» **Given request**
Set down exactly the lines that run from the line with "shaped like (251,414)." to the end of the data, and nothing else.

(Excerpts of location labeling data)

◆ ◆ ◆ ◆

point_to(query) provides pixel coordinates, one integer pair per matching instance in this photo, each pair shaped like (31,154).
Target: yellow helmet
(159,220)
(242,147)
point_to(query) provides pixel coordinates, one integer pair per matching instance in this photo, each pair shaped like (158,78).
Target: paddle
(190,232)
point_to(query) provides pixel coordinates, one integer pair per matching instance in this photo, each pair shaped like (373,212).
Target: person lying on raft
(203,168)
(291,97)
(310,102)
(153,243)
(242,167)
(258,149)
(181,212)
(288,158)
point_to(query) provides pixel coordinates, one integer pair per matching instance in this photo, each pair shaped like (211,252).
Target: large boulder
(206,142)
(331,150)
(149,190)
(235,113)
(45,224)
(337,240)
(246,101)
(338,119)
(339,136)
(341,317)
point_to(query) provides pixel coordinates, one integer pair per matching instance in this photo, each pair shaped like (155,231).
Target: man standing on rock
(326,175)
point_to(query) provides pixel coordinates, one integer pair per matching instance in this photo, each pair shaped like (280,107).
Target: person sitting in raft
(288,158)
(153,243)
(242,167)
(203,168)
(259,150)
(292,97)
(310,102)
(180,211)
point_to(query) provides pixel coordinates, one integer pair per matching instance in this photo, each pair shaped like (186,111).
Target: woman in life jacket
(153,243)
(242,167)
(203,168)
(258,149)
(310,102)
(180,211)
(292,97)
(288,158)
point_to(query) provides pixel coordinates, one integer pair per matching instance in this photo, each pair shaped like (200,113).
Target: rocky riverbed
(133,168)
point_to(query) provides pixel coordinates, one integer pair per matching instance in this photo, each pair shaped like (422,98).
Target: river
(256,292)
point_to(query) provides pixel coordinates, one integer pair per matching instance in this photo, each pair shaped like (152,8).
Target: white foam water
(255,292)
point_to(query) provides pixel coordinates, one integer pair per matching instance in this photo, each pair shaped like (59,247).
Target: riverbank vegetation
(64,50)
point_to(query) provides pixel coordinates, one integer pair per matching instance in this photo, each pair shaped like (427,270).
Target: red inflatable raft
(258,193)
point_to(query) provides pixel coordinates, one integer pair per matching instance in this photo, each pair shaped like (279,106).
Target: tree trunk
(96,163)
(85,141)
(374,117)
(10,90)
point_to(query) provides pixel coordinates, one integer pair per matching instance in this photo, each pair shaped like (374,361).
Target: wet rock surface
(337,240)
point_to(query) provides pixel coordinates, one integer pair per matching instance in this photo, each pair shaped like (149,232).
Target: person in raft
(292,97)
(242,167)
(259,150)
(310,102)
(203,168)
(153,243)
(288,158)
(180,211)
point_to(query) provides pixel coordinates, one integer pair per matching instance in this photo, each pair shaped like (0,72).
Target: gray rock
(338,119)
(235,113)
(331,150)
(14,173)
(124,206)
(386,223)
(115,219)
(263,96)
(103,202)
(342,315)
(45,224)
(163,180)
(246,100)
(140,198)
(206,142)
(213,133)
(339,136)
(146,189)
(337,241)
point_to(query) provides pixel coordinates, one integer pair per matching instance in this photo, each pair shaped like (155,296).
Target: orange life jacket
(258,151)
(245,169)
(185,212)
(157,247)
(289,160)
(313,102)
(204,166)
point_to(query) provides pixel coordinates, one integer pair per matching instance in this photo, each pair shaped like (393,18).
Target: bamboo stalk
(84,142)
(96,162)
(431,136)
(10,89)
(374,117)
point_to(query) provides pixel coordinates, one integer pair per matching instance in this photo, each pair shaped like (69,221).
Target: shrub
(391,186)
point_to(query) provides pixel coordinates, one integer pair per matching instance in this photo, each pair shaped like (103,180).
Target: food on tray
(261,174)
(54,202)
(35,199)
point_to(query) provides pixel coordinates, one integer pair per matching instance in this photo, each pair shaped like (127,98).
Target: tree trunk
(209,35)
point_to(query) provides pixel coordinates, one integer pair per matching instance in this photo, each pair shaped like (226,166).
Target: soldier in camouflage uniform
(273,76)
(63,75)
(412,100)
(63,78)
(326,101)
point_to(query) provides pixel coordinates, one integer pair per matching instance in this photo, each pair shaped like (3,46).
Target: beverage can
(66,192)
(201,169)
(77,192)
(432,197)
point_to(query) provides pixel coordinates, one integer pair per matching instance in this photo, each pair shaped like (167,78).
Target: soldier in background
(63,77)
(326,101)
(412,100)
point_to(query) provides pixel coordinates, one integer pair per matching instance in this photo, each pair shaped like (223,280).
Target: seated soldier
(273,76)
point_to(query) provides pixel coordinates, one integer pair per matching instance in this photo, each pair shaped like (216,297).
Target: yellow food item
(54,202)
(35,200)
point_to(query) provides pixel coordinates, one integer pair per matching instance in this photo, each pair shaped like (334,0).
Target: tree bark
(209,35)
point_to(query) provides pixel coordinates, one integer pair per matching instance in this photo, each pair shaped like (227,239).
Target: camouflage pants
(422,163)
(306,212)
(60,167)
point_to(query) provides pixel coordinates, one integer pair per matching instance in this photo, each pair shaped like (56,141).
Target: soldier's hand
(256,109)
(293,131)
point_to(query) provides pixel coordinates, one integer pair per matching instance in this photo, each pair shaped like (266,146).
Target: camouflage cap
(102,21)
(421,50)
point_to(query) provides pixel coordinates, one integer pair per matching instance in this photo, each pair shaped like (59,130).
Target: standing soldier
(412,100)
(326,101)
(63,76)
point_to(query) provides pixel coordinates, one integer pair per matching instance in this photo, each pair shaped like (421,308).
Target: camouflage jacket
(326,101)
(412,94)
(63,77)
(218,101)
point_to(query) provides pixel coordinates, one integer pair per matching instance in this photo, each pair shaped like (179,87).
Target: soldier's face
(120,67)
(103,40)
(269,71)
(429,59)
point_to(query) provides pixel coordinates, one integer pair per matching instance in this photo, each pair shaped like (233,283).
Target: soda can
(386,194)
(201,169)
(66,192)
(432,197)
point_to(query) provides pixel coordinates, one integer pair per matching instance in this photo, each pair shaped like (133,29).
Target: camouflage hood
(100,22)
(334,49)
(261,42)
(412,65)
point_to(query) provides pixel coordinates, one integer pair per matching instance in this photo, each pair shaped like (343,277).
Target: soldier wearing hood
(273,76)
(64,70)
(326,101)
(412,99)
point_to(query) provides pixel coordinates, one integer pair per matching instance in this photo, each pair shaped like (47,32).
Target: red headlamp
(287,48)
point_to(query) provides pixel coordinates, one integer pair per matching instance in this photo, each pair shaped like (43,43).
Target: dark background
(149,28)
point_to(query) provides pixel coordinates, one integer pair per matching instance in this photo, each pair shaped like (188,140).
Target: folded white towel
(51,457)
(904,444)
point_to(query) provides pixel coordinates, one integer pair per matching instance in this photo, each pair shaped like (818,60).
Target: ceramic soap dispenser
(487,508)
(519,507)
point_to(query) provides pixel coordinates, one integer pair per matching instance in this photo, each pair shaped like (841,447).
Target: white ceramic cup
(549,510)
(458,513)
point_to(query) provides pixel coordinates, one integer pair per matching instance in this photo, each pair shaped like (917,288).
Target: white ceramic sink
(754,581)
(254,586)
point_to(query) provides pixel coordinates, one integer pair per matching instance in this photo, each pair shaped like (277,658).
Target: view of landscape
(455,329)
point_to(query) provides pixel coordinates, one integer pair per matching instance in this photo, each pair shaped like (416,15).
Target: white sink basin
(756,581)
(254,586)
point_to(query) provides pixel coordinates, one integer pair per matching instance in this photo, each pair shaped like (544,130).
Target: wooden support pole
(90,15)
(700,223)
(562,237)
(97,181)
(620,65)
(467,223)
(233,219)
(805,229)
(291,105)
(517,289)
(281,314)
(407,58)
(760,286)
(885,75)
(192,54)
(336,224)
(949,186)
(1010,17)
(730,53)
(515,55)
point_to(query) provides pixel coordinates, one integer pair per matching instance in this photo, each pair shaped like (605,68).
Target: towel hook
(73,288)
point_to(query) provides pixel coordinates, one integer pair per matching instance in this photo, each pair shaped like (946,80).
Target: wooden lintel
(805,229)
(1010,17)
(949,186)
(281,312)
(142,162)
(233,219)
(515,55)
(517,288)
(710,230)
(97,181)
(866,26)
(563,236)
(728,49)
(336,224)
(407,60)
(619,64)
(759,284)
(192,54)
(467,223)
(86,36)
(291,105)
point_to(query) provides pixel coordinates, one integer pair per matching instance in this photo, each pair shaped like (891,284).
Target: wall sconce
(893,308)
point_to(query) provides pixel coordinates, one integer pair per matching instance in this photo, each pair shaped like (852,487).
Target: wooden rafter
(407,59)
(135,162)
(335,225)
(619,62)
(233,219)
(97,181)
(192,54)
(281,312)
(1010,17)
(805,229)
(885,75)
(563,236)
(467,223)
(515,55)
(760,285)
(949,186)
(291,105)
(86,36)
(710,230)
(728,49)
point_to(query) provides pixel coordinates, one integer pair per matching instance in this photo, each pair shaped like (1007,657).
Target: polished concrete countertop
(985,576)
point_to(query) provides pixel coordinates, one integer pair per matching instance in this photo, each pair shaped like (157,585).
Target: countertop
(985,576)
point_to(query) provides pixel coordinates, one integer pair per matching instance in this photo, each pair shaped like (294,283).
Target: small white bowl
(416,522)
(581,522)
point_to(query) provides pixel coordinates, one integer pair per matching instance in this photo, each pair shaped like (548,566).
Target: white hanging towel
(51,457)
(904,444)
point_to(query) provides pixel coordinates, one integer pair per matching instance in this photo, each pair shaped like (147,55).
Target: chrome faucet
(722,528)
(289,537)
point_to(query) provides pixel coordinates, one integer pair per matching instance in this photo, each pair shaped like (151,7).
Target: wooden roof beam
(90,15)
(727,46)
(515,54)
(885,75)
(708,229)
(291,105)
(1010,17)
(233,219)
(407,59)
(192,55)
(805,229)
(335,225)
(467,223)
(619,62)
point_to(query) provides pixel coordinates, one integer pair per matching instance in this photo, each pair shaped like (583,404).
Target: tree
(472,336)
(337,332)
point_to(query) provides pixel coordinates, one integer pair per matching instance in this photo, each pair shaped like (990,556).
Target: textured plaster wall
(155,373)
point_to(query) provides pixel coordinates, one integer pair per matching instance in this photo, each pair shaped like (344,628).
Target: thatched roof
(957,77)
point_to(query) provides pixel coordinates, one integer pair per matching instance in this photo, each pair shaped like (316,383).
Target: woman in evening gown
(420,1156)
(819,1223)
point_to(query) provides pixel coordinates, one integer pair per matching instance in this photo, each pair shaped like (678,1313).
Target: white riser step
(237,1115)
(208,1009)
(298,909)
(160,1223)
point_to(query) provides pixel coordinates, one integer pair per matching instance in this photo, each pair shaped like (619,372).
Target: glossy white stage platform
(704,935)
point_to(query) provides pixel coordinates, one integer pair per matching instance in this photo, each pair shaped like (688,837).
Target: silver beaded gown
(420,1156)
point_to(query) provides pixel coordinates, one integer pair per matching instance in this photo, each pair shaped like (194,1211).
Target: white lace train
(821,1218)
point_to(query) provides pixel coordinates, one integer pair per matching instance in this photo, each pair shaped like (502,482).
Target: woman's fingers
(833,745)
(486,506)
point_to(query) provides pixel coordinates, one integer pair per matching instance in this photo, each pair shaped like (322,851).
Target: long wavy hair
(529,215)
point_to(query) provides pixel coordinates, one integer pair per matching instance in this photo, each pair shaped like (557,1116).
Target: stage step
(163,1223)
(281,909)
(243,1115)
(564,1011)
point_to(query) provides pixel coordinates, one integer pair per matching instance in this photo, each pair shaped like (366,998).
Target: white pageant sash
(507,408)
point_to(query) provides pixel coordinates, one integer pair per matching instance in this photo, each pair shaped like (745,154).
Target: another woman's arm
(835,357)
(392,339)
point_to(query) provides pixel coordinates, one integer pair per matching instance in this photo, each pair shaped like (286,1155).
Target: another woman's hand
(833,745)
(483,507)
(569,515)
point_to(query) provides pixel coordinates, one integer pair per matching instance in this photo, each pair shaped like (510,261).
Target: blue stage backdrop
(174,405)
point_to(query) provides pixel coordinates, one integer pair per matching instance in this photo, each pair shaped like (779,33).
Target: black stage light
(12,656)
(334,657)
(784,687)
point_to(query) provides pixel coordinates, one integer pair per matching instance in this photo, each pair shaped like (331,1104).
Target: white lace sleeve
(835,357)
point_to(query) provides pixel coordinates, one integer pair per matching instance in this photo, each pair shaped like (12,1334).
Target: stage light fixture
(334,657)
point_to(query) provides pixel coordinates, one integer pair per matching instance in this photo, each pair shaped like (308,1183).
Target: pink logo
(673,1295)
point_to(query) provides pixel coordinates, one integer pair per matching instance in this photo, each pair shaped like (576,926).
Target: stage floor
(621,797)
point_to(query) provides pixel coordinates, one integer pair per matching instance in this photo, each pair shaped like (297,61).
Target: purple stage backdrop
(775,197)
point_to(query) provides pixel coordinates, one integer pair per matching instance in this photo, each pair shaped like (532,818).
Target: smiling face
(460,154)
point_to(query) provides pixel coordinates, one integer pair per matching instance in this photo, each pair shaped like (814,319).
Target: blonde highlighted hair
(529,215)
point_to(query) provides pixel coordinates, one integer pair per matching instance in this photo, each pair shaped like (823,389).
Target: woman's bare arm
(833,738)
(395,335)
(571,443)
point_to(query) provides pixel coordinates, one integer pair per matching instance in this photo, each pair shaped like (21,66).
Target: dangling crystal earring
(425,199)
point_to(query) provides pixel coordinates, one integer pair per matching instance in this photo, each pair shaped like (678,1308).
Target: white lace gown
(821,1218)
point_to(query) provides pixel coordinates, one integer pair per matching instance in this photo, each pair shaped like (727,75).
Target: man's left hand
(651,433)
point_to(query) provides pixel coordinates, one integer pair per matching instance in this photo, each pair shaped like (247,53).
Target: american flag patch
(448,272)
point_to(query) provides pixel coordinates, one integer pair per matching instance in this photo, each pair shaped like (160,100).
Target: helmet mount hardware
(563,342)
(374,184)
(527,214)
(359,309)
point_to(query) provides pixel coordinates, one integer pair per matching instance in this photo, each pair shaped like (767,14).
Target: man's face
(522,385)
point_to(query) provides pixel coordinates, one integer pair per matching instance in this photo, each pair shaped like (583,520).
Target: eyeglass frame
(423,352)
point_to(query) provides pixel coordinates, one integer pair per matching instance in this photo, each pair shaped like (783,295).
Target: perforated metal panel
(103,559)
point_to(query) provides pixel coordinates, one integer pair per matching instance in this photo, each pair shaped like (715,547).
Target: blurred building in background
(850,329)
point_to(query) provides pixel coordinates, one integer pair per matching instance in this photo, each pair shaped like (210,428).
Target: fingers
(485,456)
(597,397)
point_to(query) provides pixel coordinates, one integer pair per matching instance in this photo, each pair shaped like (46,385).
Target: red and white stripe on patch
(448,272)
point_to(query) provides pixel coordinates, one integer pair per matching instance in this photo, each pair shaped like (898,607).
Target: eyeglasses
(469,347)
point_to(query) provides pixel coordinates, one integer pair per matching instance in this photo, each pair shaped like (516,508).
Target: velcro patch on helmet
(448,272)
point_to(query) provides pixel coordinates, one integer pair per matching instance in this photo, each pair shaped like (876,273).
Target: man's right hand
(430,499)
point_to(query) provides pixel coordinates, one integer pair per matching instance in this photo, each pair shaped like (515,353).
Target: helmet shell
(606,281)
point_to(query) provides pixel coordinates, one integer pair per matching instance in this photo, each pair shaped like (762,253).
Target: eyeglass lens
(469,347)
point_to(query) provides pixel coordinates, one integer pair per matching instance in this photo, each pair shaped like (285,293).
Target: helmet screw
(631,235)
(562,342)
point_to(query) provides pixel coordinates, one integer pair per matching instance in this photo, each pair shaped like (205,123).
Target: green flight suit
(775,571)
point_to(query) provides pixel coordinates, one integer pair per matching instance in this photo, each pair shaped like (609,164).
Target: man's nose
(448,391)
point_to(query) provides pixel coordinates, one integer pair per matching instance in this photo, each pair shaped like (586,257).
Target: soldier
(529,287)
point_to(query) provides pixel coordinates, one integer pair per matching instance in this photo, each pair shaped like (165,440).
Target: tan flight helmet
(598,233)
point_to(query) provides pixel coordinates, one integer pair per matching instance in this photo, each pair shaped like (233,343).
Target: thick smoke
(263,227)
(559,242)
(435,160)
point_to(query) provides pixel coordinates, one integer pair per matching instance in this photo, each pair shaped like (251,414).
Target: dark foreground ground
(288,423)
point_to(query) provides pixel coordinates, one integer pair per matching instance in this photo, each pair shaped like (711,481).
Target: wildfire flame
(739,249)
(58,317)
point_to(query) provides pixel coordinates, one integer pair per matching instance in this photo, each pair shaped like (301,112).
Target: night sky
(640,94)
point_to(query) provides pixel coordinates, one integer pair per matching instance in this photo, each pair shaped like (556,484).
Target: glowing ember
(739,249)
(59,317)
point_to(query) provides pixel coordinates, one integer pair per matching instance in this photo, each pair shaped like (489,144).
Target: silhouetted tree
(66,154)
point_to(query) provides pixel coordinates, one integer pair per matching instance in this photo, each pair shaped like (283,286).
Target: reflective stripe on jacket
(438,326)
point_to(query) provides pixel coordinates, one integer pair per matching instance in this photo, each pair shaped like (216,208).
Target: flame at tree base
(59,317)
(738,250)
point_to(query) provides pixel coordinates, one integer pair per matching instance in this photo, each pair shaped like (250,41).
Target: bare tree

◆ ◆ ◆ ◆

» **Exercise result**
point_to(query) provides pixel coordinates, one integer pair per matching instance in this photo, each pair shaped like (251,414).
Target: dark foreground ground
(288,423)
point_to(query) provides pixel coordinates, one integer pair per matching instance in this photo, each pair shaped like (711,481).
Target: wildfire flame
(739,249)
(58,317)
point_to(query) provides pixel coordinates, one integer pair per matching instance in this photo, each pair shaped like (301,112).
Target: night sky
(640,94)
point_to(query) provides pixel coordinates, one integer pair per matching instance in this photo, each pair shaped like (556,484).
Target: glowing ember
(739,249)
(59,317)
point_to(query) provides pixel coordinates, one integer pair per matching instance in this photo, each pair shaped like (489,144).
Target: silhouetted tree
(66,154)
point_to(query) provides pixel coordinates, one integer pair per matching instance in this photo, each pair shaped like (283,286).
Target: reflective stripe on jacket
(438,326)
point_to(query) provides pixel coordinates, one integer pair per matching instance in this photo, each pair shaped like (216,208).
Target: flame at tree base
(59,317)
(738,250)
point_to(query) provides pixel coordinates, one integer pair per matching instance in this photo, each pair shaped like (250,41).
Target: bare tree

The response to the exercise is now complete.